>>>
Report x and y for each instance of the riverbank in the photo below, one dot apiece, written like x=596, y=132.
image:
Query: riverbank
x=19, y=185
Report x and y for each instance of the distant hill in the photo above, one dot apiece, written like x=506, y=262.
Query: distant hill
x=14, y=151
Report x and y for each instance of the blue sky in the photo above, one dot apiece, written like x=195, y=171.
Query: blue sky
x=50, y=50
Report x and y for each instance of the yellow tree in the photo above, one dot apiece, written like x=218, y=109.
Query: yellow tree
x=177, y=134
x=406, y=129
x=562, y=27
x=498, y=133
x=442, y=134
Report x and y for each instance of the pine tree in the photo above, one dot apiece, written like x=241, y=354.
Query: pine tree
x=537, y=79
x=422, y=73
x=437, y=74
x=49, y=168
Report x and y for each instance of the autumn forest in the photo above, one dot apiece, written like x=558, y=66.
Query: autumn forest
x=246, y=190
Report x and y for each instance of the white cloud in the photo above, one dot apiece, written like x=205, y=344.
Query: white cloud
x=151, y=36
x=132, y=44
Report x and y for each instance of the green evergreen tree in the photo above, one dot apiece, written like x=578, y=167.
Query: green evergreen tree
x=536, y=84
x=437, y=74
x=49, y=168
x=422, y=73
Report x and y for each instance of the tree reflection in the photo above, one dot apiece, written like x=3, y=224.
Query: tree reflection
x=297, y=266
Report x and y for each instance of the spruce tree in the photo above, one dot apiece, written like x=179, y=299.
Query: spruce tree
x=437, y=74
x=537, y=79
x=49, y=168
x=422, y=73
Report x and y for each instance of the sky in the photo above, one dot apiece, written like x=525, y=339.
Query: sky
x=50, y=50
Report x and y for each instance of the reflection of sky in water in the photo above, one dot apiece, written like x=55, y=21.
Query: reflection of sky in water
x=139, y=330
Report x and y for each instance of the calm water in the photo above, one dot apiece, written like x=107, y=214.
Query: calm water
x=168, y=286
<<<
(Prompt): Please rewrite the listing above with "still water" substituted for every "calm water", leaving everything else unchanged.

(Written answer):
Report x and y for each instance of the riverbank in the photo below, one dot apiece, written like x=596, y=132.
image:
Query: riverbank
x=19, y=185
Report x and y for each instance of the distant hill in the photo above, one dot apiece, written like x=506, y=262.
Query: distant hill
x=14, y=151
Report x and y for each instance of the blue sky in the photo above, one dot apiece, written like x=195, y=171.
Query: blue sky
x=50, y=50
Report x and y for each instance of the yellow tree in the photo above, one dot apiece, written like x=218, y=109.
Query: yellow tree
x=177, y=134
x=406, y=129
x=562, y=27
x=498, y=133
x=442, y=134
Report x and y for each instance of the pine tree in the photo above, one dot apiece, written like x=241, y=354.
Query: pine tree
x=537, y=79
x=422, y=73
x=437, y=74
x=49, y=168
Report x and y for each instance of the autumn forest in the photo above, one dot apiece, written like x=558, y=66.
Query: autumn forest
x=246, y=190
Report x and y for each instance of the white cloud in the photo above, one dot apiece, written like x=205, y=344.
Query: white cloud
x=151, y=36
x=132, y=44
Report x and y for each instance of the green evergreen tree in the photo above, one dot apiece, written like x=578, y=167.
Query: green evergreen tree
x=536, y=84
x=437, y=74
x=49, y=168
x=422, y=73
Report x and y for each instance of the tree reflection in the photo above, one dot apiece, written like x=3, y=224.
Query: tree reflection
x=297, y=266
Report x and y for each instance of the spruce tree in the photo above, one dot apiece, written like x=179, y=299.
Query: spruce tree
x=437, y=74
x=537, y=79
x=49, y=168
x=422, y=73
Report x and y for each instance of the sky in the photo above, one dot apiece, written like x=525, y=339.
Query: sky
x=50, y=50
Report x and y for each instance of the reflection of sky in water in the photo above, one dot apiece, written like x=55, y=21.
Query: reflection of sky in water
x=139, y=330
Report x and y for each instance of the still water in the photo above, one dot apiece, written like x=107, y=214.
Query: still water
x=168, y=286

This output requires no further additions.